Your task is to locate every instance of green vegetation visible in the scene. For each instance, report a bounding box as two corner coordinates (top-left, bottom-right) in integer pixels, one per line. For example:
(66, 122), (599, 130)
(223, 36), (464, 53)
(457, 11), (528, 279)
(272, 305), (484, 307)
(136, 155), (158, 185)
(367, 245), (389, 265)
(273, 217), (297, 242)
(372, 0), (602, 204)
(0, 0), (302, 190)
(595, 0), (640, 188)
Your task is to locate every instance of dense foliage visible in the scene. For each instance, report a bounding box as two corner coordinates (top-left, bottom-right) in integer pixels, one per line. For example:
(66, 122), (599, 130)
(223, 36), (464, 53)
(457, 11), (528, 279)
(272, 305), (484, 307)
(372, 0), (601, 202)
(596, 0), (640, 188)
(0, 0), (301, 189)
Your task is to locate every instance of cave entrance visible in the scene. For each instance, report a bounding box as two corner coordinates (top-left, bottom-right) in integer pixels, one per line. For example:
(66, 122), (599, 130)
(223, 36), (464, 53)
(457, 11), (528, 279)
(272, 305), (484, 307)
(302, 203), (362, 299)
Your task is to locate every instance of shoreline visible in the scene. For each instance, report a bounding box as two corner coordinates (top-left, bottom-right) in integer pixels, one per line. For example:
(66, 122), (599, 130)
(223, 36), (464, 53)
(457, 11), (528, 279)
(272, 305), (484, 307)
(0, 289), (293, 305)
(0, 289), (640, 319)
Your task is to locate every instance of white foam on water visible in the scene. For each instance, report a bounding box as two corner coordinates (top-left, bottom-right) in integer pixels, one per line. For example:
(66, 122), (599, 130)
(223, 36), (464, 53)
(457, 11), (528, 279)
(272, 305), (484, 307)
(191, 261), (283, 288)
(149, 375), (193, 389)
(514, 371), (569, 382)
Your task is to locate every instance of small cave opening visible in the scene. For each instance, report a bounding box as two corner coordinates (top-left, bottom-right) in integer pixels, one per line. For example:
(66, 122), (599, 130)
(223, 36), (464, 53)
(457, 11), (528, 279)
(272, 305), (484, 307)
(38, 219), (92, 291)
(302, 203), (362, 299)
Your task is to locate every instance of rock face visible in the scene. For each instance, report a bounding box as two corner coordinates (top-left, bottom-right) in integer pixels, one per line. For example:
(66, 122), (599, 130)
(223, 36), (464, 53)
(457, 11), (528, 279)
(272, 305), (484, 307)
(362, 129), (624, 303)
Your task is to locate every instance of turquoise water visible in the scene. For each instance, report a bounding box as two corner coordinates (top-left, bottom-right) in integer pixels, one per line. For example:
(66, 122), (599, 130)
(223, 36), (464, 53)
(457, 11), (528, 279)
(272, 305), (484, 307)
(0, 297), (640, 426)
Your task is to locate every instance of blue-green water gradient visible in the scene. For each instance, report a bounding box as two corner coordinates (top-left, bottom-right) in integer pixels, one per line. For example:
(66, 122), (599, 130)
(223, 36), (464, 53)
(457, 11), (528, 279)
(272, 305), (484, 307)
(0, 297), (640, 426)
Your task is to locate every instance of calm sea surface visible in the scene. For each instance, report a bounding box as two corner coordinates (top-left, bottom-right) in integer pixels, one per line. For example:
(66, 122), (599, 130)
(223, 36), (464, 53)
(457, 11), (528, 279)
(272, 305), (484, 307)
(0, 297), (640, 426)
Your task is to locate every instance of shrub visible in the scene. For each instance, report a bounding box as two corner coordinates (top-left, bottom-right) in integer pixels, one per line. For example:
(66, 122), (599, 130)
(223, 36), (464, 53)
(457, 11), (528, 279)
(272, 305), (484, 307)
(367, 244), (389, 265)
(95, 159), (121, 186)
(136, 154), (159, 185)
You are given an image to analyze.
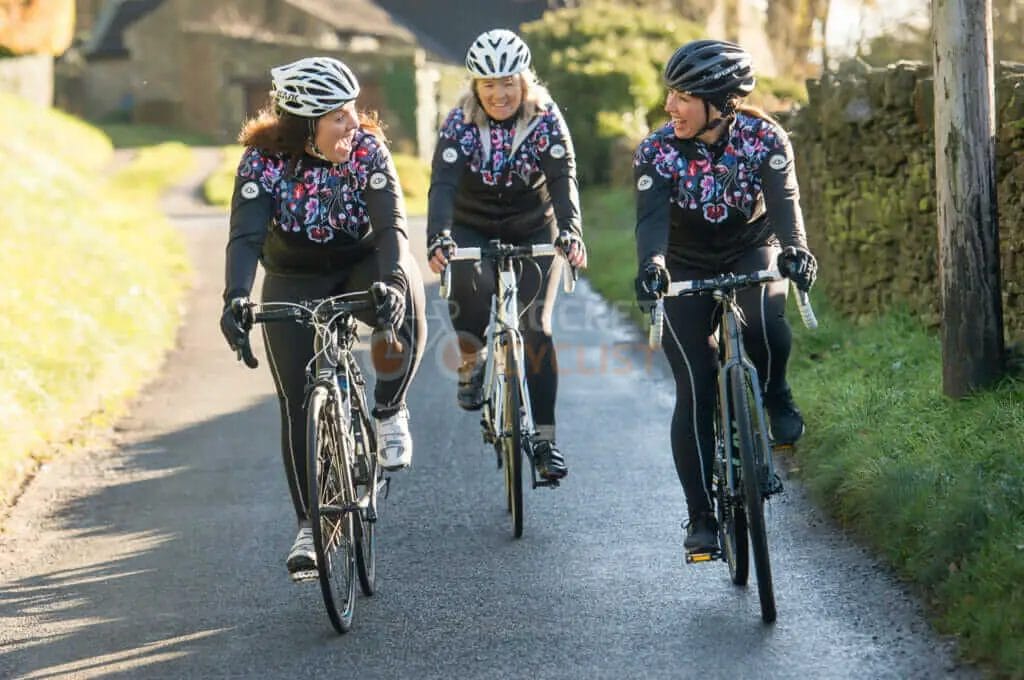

────────

§ **PROBLEM DETAILS**
Rewrite every line of the data above as a JSON array of strings, one string per line, skipping blank lines and leaving out the image.

§ **ANSWER TO THE PROBLEM**
[
  "Your task is to locate every instance of green vegetation visible in the scene. For each instance, report a bounding box as two corner coordinates (top-left, bottom-right) in integer pixels, one per line. For example:",
  "(66, 122), (599, 130)",
  "(223, 36), (464, 53)",
  "(457, 11), (528, 279)",
  "(272, 305), (484, 307)",
  "(136, 155), (158, 185)",
  "(367, 245), (389, 265)",
  "(273, 217), (297, 242)",
  "(372, 0), (602, 204)",
  "(0, 0), (302, 190)",
  "(595, 0), (640, 188)",
  "Your task is to locate every instance of dense foliage visible in the scene. For each instance, report a bounding box as two corner coordinates (top-left, bottom-right) in integer pixels, one per line. For example:",
  "(66, 122), (599, 130)",
  "(223, 36), (464, 53)",
  "(457, 11), (528, 279)",
  "(272, 305), (484, 307)",
  "(372, 0), (601, 202)",
  "(596, 0), (640, 188)",
  "(0, 0), (301, 189)",
  "Your task is to locate every instance of cave entrance visible in the scene. For each instance, report a bounding box as two corner coordinates (top-left, bottom-right) in integer pixels, one per line. For example:",
  "(66, 122), (599, 130)",
  "(223, 36), (464, 53)",
  "(457, 11), (528, 279)",
  "(272, 305), (484, 307)",
  "(302, 203), (362, 299)",
  "Your task is to locate every instance of shoreline visible in the scene. For each instance, report a bounding box as two corner coordinates (top-left, bottom-right) in integer pixels, one per line. For example:",
  "(66, 122), (599, 130)",
  "(223, 36), (464, 53)",
  "(457, 11), (528, 279)",
  "(272, 305), (484, 307)",
  "(0, 289), (293, 305)",
  "(0, 289), (640, 319)",
  "Your task is to locate every instance of white foam on water visible in the scene. For each instance, report a bounding box as two corner coordinates (top-left, bottom-right) in integer pixels, one per line. For example:",
  "(66, 122), (599, 130)",
  "(223, 36), (464, 53)",
  "(457, 11), (528, 279)",
  "(272, 305), (484, 307)",
  "(191, 261), (283, 288)",
  "(149, 375), (193, 389)",
  "(514, 371), (569, 382)",
  "Your task is to locate every instance of small cave opening visible in the scene. For each instance, report a bounding box as two corner coordinates (top-left, bottom-right) in integer pixels, one per line. For example:",
  "(66, 122), (599, 130)",
  "(223, 36), (464, 53)",
  "(457, 11), (528, 279)",
  "(272, 305), (484, 307)",
  "(38, 219), (92, 291)",
  "(302, 203), (362, 299)",
  "Your task is to locate every instance of rock face visible in the scene. For each instance, report a bounding box as two corner coordinates (top-left, bottom-right) in integer pixels, one per line. For example:",
  "(66, 122), (599, 130)",
  "(223, 36), (464, 53)",
  "(457, 11), (528, 279)",
  "(272, 305), (484, 307)",
  "(362, 129), (624, 303)",
  "Your task is to locate every instance of turquoise water visible in the scene. For each instance, report a bounding box as two corner coordinates (top-left, bottom-right) in integer pixels, one per line. For example:",
  "(66, 122), (599, 130)",
  "(223, 36), (464, 53)",
  "(457, 11), (528, 279)",
  "(272, 305), (484, 307)",
  "(0, 297), (640, 426)",
  "Your task is to locate every instance of blue-green water gradient visible in the scene. For each instance, report a bounding box as two corner coordinates (top-left, bottom-right) in integer pixels, one per line. For example:",
  "(66, 122), (599, 130)",
  "(223, 36), (464, 53)",
  "(457, 11), (528, 279)",
  "(272, 305), (484, 307)",
  "(0, 297), (640, 426)",
  "Your task is to locate every instance of calm sea surface visible in the scene. For each instance, report a bounding box as two corner coordinates (top-left, bottom-right) in integer pixels, one per line. For example:",
  "(66, 122), (599, 130)",
  "(223, 36), (464, 53)",
  "(457, 11), (528, 279)",
  "(272, 305), (484, 307)",
  "(0, 297), (640, 426)",
  "Your task is to locate every instance of shrub visible in the scene. For each instance, report a bounding box as two corner coordinates (top-left, bottom-right) in integer pixels, one per line. For example:",
  "(66, 122), (599, 130)",
  "(223, 36), (464, 53)",
  "(457, 11), (528, 279)",
  "(272, 305), (484, 307)",
  "(367, 244), (389, 265)",
  "(95, 159), (121, 186)",
  "(136, 154), (159, 185)",
  "You are given an image to analyze."
]